**THE TASK**.
Could you count how many lines of the data include "flower" and answer with the number only?

Referring expression data:

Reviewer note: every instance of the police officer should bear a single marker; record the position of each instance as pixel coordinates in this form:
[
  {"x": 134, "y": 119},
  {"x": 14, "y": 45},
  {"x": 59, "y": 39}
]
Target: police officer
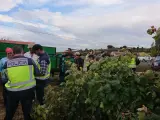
[
  {"x": 134, "y": 62},
  {"x": 9, "y": 53},
  {"x": 44, "y": 65},
  {"x": 20, "y": 72}
]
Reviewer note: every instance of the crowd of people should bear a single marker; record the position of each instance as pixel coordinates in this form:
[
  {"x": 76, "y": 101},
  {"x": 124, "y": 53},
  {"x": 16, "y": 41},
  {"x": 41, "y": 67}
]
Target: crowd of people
[{"x": 25, "y": 75}]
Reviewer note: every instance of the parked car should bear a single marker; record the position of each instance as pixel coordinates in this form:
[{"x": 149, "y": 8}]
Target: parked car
[{"x": 156, "y": 64}]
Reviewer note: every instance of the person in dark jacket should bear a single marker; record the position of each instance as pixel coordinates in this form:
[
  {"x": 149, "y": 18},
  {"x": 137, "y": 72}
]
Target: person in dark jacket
[
  {"x": 79, "y": 61},
  {"x": 44, "y": 65}
]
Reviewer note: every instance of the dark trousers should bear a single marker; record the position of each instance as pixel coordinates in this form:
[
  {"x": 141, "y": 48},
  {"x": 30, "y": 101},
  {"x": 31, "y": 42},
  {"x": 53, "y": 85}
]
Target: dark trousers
[
  {"x": 40, "y": 86},
  {"x": 25, "y": 98}
]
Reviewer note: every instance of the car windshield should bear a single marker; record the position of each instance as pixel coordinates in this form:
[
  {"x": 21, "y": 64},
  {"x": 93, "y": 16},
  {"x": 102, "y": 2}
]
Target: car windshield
[{"x": 157, "y": 58}]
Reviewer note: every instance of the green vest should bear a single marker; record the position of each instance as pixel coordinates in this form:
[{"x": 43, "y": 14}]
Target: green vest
[
  {"x": 20, "y": 77},
  {"x": 47, "y": 74},
  {"x": 132, "y": 64}
]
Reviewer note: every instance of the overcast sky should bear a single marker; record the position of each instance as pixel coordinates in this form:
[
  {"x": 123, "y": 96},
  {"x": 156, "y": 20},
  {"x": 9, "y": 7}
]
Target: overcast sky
[{"x": 79, "y": 23}]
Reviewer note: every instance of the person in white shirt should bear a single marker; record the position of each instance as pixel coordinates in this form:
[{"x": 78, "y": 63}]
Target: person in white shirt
[{"x": 30, "y": 54}]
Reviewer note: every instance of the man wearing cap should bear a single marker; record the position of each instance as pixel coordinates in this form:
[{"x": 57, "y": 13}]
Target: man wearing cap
[
  {"x": 44, "y": 65},
  {"x": 30, "y": 54},
  {"x": 9, "y": 53}
]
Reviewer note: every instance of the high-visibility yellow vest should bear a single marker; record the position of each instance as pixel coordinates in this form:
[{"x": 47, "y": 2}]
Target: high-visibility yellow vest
[
  {"x": 20, "y": 75},
  {"x": 132, "y": 64},
  {"x": 47, "y": 74}
]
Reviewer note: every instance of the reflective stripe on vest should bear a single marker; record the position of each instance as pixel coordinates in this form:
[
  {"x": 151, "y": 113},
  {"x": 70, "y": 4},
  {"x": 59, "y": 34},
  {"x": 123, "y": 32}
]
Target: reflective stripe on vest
[
  {"x": 47, "y": 74},
  {"x": 132, "y": 63},
  {"x": 20, "y": 77},
  {"x": 26, "y": 82}
]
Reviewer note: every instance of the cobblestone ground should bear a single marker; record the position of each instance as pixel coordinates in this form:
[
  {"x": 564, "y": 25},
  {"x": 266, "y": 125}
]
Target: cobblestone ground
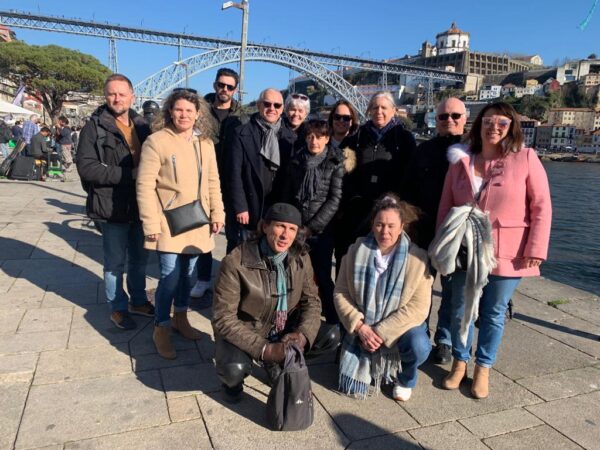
[{"x": 69, "y": 379}]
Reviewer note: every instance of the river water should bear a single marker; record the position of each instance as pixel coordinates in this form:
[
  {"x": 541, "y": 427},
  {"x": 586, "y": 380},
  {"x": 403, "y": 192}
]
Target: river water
[{"x": 574, "y": 256}]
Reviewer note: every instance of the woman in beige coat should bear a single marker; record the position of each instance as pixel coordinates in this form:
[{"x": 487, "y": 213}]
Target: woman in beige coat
[
  {"x": 382, "y": 296},
  {"x": 177, "y": 166}
]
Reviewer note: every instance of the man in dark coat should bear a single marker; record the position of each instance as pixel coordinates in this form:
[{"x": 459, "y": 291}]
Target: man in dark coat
[
  {"x": 265, "y": 300},
  {"x": 254, "y": 155},
  {"x": 109, "y": 153},
  {"x": 228, "y": 115},
  {"x": 424, "y": 185}
]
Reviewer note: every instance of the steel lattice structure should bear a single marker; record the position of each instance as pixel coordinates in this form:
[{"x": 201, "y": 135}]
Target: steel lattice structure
[
  {"x": 110, "y": 31},
  {"x": 157, "y": 85}
]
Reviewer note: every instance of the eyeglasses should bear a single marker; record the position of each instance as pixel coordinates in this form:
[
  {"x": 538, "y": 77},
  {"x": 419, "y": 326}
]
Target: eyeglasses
[
  {"x": 271, "y": 104},
  {"x": 226, "y": 86},
  {"x": 300, "y": 96},
  {"x": 445, "y": 116},
  {"x": 489, "y": 122},
  {"x": 342, "y": 117},
  {"x": 193, "y": 91}
]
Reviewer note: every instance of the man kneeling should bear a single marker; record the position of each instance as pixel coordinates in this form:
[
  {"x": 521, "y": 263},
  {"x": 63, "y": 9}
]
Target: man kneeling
[{"x": 266, "y": 299}]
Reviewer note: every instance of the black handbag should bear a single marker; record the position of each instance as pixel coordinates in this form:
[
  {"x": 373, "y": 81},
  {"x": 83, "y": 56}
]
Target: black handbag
[{"x": 189, "y": 216}]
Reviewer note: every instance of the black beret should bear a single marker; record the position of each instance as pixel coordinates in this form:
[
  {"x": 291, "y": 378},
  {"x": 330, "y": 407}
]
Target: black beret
[{"x": 284, "y": 212}]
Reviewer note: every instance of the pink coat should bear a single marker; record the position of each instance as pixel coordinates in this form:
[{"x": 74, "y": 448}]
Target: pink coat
[{"x": 517, "y": 199}]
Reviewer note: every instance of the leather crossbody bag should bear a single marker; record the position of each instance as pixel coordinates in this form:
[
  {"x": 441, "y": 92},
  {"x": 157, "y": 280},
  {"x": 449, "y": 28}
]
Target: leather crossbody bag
[{"x": 189, "y": 216}]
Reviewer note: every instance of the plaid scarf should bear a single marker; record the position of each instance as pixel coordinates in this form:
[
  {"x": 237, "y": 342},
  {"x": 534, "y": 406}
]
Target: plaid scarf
[
  {"x": 377, "y": 300},
  {"x": 277, "y": 261}
]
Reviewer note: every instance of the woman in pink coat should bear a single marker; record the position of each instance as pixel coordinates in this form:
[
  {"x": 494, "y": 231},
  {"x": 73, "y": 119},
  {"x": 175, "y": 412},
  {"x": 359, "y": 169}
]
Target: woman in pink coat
[{"x": 509, "y": 183}]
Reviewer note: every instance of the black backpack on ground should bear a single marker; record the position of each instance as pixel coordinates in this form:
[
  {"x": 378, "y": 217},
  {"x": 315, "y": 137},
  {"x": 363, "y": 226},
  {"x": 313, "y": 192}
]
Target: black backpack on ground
[{"x": 290, "y": 403}]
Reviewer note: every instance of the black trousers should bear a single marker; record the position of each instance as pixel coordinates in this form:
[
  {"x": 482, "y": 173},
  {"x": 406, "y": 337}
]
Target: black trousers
[{"x": 234, "y": 365}]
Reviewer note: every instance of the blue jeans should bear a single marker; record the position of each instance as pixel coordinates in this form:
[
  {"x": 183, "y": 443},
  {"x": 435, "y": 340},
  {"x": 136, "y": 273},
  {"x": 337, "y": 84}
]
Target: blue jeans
[
  {"x": 492, "y": 314},
  {"x": 174, "y": 286},
  {"x": 124, "y": 243},
  {"x": 414, "y": 348}
]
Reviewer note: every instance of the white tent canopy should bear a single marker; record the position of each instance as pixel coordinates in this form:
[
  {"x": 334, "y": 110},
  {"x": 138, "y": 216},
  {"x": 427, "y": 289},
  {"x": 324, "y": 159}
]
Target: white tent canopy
[{"x": 9, "y": 108}]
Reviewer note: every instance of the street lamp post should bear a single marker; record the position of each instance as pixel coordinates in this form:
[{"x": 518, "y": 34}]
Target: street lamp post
[{"x": 244, "y": 6}]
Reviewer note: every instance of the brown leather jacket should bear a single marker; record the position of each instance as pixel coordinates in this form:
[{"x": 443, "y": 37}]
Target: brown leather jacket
[{"x": 245, "y": 300}]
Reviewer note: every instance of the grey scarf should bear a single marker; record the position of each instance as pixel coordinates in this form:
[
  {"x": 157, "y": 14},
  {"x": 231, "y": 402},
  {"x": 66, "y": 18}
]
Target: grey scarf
[{"x": 269, "y": 146}]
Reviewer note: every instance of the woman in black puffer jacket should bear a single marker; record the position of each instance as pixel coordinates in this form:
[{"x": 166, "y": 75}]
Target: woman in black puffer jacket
[{"x": 314, "y": 185}]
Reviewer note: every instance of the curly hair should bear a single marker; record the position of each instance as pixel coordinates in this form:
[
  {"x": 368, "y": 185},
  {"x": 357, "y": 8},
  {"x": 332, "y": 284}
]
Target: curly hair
[{"x": 205, "y": 124}]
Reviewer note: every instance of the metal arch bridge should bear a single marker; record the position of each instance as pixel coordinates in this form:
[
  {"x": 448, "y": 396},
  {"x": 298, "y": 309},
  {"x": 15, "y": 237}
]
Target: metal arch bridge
[{"x": 157, "y": 85}]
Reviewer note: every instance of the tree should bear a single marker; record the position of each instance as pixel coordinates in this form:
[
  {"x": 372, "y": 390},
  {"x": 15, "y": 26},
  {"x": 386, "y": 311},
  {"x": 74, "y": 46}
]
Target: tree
[{"x": 50, "y": 72}]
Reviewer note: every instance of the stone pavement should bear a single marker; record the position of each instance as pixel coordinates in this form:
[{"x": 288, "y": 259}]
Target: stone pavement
[{"x": 69, "y": 379}]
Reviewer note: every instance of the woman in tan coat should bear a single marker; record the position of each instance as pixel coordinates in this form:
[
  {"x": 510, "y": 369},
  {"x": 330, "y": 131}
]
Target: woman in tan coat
[
  {"x": 177, "y": 166},
  {"x": 382, "y": 296}
]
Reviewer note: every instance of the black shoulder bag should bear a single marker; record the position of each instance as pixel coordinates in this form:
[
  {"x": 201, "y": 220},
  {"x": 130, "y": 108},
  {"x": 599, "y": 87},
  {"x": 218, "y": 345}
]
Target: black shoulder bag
[{"x": 189, "y": 216}]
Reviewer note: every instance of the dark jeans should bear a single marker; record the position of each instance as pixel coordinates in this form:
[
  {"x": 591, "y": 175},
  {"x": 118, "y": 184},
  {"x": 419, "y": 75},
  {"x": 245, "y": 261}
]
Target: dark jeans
[
  {"x": 321, "y": 256},
  {"x": 234, "y": 365}
]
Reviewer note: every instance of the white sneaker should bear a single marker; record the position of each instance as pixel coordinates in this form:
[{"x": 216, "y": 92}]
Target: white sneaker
[
  {"x": 200, "y": 289},
  {"x": 400, "y": 393}
]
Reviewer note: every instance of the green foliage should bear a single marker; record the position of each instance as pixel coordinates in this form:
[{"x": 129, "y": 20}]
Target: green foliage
[{"x": 50, "y": 72}]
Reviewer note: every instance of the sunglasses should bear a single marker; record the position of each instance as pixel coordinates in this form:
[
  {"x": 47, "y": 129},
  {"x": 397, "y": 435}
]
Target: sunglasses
[
  {"x": 489, "y": 122},
  {"x": 342, "y": 117},
  {"x": 271, "y": 104},
  {"x": 225, "y": 86},
  {"x": 193, "y": 91},
  {"x": 445, "y": 116},
  {"x": 299, "y": 96}
]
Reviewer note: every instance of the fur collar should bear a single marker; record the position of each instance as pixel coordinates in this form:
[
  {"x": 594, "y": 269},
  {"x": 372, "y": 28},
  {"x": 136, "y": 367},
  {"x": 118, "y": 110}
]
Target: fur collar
[{"x": 457, "y": 152}]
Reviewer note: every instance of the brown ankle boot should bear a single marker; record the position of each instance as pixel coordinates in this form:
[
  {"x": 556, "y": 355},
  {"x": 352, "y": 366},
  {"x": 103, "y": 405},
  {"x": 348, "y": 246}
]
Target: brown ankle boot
[
  {"x": 481, "y": 380},
  {"x": 181, "y": 324},
  {"x": 162, "y": 341},
  {"x": 457, "y": 374}
]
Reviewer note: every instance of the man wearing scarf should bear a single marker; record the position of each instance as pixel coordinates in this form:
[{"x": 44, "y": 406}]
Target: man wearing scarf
[
  {"x": 254, "y": 155},
  {"x": 265, "y": 300}
]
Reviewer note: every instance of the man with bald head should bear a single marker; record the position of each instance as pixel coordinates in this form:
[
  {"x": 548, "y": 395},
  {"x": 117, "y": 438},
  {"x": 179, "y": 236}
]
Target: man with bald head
[
  {"x": 254, "y": 154},
  {"x": 424, "y": 187}
]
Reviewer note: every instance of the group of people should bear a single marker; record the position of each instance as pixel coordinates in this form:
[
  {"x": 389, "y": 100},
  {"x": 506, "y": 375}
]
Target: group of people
[{"x": 292, "y": 192}]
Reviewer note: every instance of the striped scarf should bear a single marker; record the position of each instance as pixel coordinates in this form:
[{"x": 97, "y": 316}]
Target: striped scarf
[
  {"x": 277, "y": 261},
  {"x": 376, "y": 300}
]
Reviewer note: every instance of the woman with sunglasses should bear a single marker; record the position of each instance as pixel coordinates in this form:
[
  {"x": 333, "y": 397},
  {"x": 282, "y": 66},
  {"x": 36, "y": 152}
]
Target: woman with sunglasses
[
  {"x": 343, "y": 122},
  {"x": 509, "y": 184},
  {"x": 178, "y": 166},
  {"x": 314, "y": 185}
]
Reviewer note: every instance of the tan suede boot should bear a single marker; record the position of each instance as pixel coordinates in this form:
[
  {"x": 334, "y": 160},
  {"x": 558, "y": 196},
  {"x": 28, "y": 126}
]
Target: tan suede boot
[
  {"x": 181, "y": 324},
  {"x": 162, "y": 341},
  {"x": 481, "y": 382},
  {"x": 457, "y": 374}
]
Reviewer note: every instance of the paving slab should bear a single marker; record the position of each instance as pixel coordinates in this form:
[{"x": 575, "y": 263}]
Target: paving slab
[
  {"x": 578, "y": 418},
  {"x": 33, "y": 342},
  {"x": 358, "y": 419},
  {"x": 564, "y": 384},
  {"x": 542, "y": 355},
  {"x": 48, "y": 319},
  {"x": 75, "y": 364},
  {"x": 12, "y": 399},
  {"x": 447, "y": 436},
  {"x": 81, "y": 409},
  {"x": 243, "y": 426},
  {"x": 538, "y": 438},
  {"x": 17, "y": 368},
  {"x": 501, "y": 422}
]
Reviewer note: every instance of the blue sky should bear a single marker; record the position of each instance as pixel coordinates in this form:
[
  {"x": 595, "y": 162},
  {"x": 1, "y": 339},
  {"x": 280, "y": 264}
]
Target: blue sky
[{"x": 373, "y": 29}]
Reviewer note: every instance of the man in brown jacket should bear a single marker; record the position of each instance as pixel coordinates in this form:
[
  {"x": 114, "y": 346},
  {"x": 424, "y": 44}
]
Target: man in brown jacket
[{"x": 266, "y": 299}]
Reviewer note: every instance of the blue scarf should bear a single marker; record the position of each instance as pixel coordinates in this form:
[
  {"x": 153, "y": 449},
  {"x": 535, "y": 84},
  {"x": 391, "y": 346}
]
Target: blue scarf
[
  {"x": 376, "y": 300},
  {"x": 277, "y": 261}
]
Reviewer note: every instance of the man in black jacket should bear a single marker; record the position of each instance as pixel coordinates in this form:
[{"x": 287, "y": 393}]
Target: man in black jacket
[
  {"x": 424, "y": 185},
  {"x": 228, "y": 115},
  {"x": 107, "y": 158},
  {"x": 255, "y": 153}
]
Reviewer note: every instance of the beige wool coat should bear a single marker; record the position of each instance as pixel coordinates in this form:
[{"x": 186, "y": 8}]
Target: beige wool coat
[
  {"x": 414, "y": 300},
  {"x": 168, "y": 168}
]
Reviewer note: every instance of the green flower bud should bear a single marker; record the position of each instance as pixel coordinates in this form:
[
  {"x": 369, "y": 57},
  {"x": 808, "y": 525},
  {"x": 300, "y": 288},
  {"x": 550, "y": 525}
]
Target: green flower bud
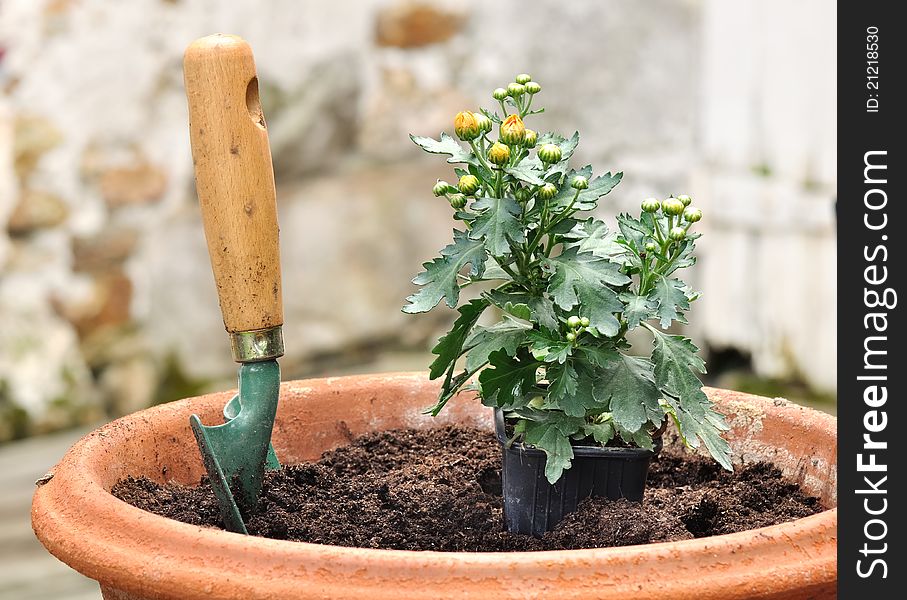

**EXERCISE RESPONSE**.
2